>> BEGIN Available data
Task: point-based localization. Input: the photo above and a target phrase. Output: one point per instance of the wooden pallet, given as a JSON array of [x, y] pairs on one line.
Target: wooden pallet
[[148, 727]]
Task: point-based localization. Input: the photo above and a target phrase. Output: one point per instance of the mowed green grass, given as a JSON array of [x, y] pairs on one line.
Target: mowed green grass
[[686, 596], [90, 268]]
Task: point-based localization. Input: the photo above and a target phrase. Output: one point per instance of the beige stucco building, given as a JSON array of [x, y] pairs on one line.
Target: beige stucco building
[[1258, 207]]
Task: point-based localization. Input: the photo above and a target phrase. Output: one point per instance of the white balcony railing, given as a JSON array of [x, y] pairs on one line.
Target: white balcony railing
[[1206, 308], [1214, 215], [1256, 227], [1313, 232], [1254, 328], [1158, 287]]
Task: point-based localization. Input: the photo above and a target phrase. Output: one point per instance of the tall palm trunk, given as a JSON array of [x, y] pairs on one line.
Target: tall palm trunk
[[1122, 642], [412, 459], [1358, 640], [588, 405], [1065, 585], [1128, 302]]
>> END Available data
What you need to do → Express the material, beginning at the line that contains "of the mowed" and running through its end, as a two-column CSV with the header input,output. Each row's input is all the text leading up to one answer, and its output is that answer. Quote every field and replace line breaks with spaces.

Exercise response →
input,output
"Task: point-based localization. Input: the photo above and a target phrase. Output: one point per instance of the mowed green grass, given as a JSON array of [x, y] pairs on one line. Target: mowed green grass","[[686, 596], [90, 268]]"
"Task: point-based localization. Input: the photo above and a target phrase. Output: one point per instance of the beige stucco building, given as a JSON array of [x, y] pairs on one line. Target: beige stucco building","[[1258, 207]]"
"Task: point-based localization. Input: the photo above and a target phrase. Output: one point per instance of the white balcony railing, given as a JSON array of [x, y] pairs on one line. Target: white balcony railing","[[1206, 308], [1214, 215], [1256, 227], [1313, 232], [1254, 328], [1158, 287]]"
"Task: point-based localization. Input: the photo above and a target phrase. Output: one point per instance of the tall palm trunk, given as a JSON array of [x, y] pairs on one line. Target: tall palm trunk","[[1122, 642], [412, 459], [1358, 640], [588, 405], [1065, 585], [1128, 302]]"